WORK TASK
Leaving the pictures aside, restate all of the data exactly.

::: GIVEN RECORDS :::

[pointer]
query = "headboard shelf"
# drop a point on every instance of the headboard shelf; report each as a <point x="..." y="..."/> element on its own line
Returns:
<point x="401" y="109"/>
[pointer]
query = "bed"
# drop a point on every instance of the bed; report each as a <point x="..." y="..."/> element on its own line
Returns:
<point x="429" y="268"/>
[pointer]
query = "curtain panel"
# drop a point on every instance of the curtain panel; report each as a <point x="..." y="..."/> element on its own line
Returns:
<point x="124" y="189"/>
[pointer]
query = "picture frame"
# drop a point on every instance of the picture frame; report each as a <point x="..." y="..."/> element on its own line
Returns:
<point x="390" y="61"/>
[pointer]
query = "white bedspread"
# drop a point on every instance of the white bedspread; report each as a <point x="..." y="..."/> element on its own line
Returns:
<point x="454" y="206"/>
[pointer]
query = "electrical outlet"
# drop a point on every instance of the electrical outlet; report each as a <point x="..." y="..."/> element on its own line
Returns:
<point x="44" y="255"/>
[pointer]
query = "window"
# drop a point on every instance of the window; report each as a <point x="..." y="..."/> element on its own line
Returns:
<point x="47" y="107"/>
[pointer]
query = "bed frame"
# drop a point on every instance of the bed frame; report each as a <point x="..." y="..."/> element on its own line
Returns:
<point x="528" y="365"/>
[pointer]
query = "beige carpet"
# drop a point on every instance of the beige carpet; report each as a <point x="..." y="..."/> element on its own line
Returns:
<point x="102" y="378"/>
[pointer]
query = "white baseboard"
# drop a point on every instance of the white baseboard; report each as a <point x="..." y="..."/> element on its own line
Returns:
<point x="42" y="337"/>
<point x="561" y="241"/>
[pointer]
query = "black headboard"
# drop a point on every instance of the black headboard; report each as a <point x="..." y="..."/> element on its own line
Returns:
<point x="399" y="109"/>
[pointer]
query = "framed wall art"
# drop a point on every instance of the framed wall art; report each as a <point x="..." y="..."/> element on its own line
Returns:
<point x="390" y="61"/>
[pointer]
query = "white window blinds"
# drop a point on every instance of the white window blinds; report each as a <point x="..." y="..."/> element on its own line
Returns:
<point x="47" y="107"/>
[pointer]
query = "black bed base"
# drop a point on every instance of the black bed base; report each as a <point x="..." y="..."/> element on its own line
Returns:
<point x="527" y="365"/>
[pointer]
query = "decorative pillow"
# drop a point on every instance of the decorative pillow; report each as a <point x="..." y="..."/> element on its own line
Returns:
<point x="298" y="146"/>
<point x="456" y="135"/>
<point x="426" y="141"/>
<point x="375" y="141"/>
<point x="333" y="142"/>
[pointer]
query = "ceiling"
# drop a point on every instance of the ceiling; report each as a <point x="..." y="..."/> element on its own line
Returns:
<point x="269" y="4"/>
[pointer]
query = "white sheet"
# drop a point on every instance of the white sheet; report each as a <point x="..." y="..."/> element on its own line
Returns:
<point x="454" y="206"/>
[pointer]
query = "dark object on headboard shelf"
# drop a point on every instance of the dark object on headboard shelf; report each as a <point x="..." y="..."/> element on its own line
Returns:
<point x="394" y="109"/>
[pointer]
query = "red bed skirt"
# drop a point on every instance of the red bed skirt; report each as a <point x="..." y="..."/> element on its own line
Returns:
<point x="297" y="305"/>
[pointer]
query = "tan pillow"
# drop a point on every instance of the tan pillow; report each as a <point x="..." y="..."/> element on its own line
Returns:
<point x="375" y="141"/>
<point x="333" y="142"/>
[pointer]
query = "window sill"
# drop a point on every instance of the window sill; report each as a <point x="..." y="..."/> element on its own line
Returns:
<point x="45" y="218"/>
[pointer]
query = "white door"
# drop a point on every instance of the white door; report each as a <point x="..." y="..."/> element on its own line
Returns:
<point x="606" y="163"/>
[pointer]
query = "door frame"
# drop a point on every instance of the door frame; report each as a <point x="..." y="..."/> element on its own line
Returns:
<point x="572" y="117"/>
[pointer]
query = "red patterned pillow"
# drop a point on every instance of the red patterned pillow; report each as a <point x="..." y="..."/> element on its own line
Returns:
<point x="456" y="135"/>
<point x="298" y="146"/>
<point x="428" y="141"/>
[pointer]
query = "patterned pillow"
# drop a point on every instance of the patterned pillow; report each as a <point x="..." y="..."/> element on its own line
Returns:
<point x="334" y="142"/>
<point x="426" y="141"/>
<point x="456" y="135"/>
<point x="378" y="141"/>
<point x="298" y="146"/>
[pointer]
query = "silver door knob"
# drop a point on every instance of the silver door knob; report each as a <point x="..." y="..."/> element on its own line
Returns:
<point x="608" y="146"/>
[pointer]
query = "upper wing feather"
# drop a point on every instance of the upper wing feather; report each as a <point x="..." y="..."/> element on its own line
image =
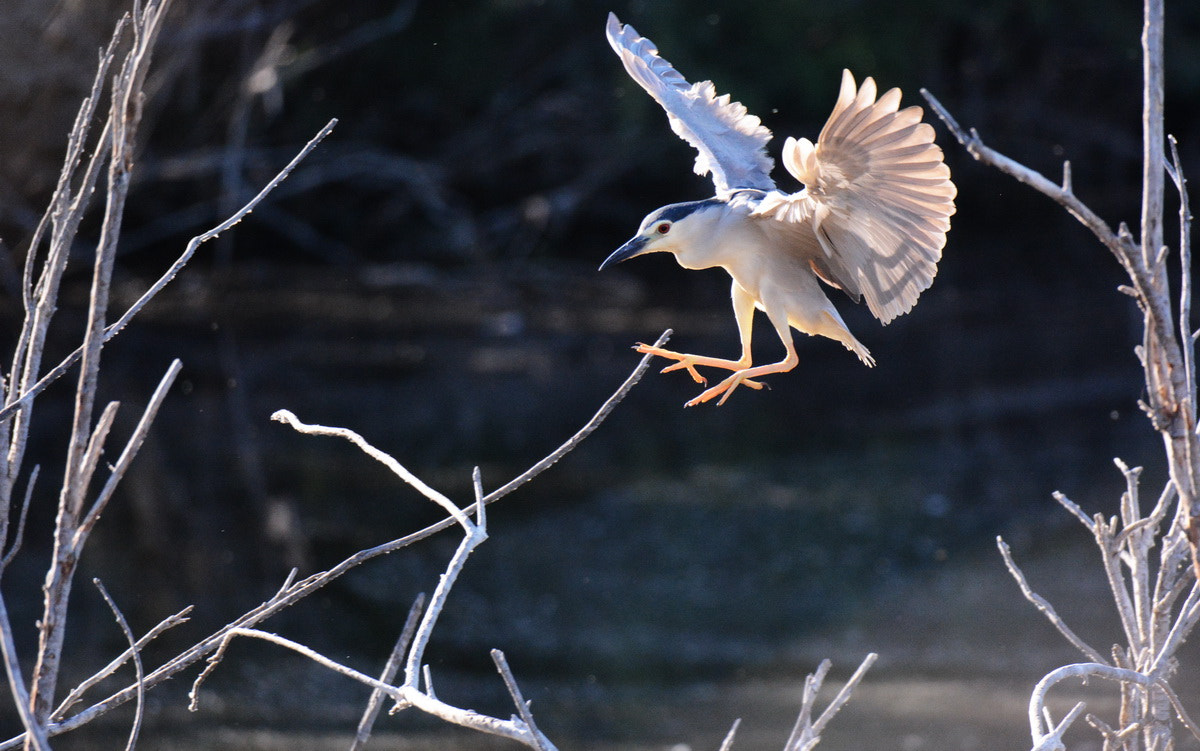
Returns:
<point x="877" y="197"/>
<point x="731" y="142"/>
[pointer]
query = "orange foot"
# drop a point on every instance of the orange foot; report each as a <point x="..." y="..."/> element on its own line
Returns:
<point x="726" y="388"/>
<point x="687" y="362"/>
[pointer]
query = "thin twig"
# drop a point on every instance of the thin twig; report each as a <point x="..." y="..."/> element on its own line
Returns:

:::

ANSWER BOX
[pointer]
query = "headboard shelf"
# drop a point on every instance of the headboard shelf; report each as a <point x="..." y="..."/> element on its own line
Returns:
<point x="401" y="109"/>
[pointer]
query = "bed"
# drop a point on every instance of the bed; report each as a <point x="..." y="..."/> element on its own line
Returns:
<point x="429" y="268"/>
[pointer]
query = "curtain panel"
# drop a point on every instance of the curtain panel; report each as a <point x="..." y="..."/> element on its own line
Returns:
<point x="124" y="189"/>
[pointer]
query = "picture frame"
# drop a point on every instance of the picture frame; report each as a <point x="..." y="..."/> element on its own line
Returns:
<point x="390" y="61"/>
[pointer]
query = "white bedspread"
# drop a point on every instance of the white bedspread; report each as a <point x="..." y="..."/> element on its own line
Returns:
<point x="454" y="206"/>
[pointer]
query = "electrical outlet"
# drop a point on every instance of the electrical outlet; report each as a <point x="..." y="..."/> element on its own line
Returns:
<point x="44" y="255"/>
[pointer]
query = "window"
# drop a point on every instance of the window; report each as a <point x="..." y="..."/> element on its own line
Returns:
<point x="47" y="107"/>
[pointer]
query = "bed frame"
# drop a point on every instance of the bed frame; report each as a <point x="..." y="..."/> element on its own line
Returns:
<point x="528" y="365"/>
[pointer]
query = "beige carpet"
# drop a point on every instance of the beige carpet; report each as a <point x="..." y="..."/> element on its own line
Returns:
<point x="102" y="378"/>
[pointer]
query = "white baseboard"
# drop a point on every instance of the white baseboard; report each as a <point x="..." y="..."/> element on its own line
Returns:
<point x="42" y="337"/>
<point x="561" y="241"/>
[pointer]
query = "black headboard"
# drop a point on every instance of the black headboard; report each as a <point x="..." y="..."/> element on its own line
Returns:
<point x="399" y="109"/>
[pointer]
query = "framed wall art"
# drop a point on every instance of the framed wall art; report each as a <point x="..." y="..."/> element on its own line
Returns:
<point x="390" y="61"/>
[pointer]
query = "white window blinds"
# drop a point on every instance of the white window blinds; report each as a <point x="..." y="..."/> element on its own line
Returns:
<point x="47" y="107"/>
[pointer]
query = "black bed base"
# drop a point on every instance of the black bed base; report each as a <point x="..." y="..."/> element on its own line
Returns:
<point x="527" y="365"/>
[pointer]
query = "decorative pillow"
# drop a point on every instance of the decorative pillow; report each as a <point x="..." y="..."/> element on its own line
Returns:
<point x="298" y="146"/>
<point x="456" y="135"/>
<point x="426" y="141"/>
<point x="375" y="141"/>
<point x="333" y="142"/>
[pointer]
query = "ceiling"
# drop a point on every instance of the ceiling; report each as a <point x="..." y="..."/> element on its own line
Returns:
<point x="269" y="4"/>
[pointer]
query = "white sheet"
# drop a point on every instance of the white sheet; report each as a <point x="..." y="..."/> element on its own line
Returns:
<point x="454" y="206"/>
[pointer]
query = "dark object on headboard shelf"
# drop a point on every instance of the dark object on headboard shelf; report each as a <point x="..." y="..."/> element on its own line
Returns:
<point x="394" y="109"/>
[pointer]
query = "red bed skirt"
# drop a point on every instance of the red bed skirt; report each as a <point x="..." y="..."/> element on its own line
Returns:
<point x="297" y="305"/>
[pointer]
query = "tan pillow"
# drop a point on every instance of the tan pillow; report each as a <point x="..." y="..."/> element on its own line
Returns:
<point x="375" y="141"/>
<point x="333" y="142"/>
[pointer]
query = "window sill"
# drop a point on every instance of the window sill; report each as a <point x="..." y="..."/> element on its own line
Returns:
<point x="45" y="218"/>
[pointer]
query = "white door"
# drop a point on every instance of the white door; report each as a <point x="..." y="..."/> element on its own line
Returns:
<point x="606" y="163"/>
[pointer]
query = "door frame"
# drop a point on every instance of the door frame; report each as a <point x="..." y="..."/> element on its own line
Returns:
<point x="572" y="117"/>
[pointer]
query = "red patterned pillow"
# drop a point on every instance of the red patterned pillow; report each as a <point x="..." y="..."/> element on its own line
Returns:
<point x="456" y="135"/>
<point x="298" y="146"/>
<point x="428" y="141"/>
[pointer]
query = "patterned pillow"
# drop a point on every instance of the patterned pillow; report each as a <point x="..." y="..."/> element on its own line
Returns:
<point x="334" y="142"/>
<point x="426" y="141"/>
<point x="456" y="135"/>
<point x="378" y="141"/>
<point x="298" y="146"/>
[pointer]
query = "silver door knob"
# drop a point on every instance of the silver door knob; report each as a <point x="..." y="..."/> element on its own line
Returns:
<point x="608" y="146"/>
[pointer]
query = "upper wing feather"
# drop a point on every instance of the upper wing feather; report each as a <point x="..." y="..."/> element on its own line
image =
Returns:
<point x="877" y="197"/>
<point x="731" y="142"/>
[pointer]
query = "orange foot"
# drop a point on every instance of the orange foot; report each as a <point x="..." y="..."/> element on its own line
Returns:
<point x="726" y="388"/>
<point x="687" y="362"/>
[pointer]
query = "thin twig"
# drop a point on every instance of the thin twig; report each as a <point x="..." y="..."/> element on its own line
Returns:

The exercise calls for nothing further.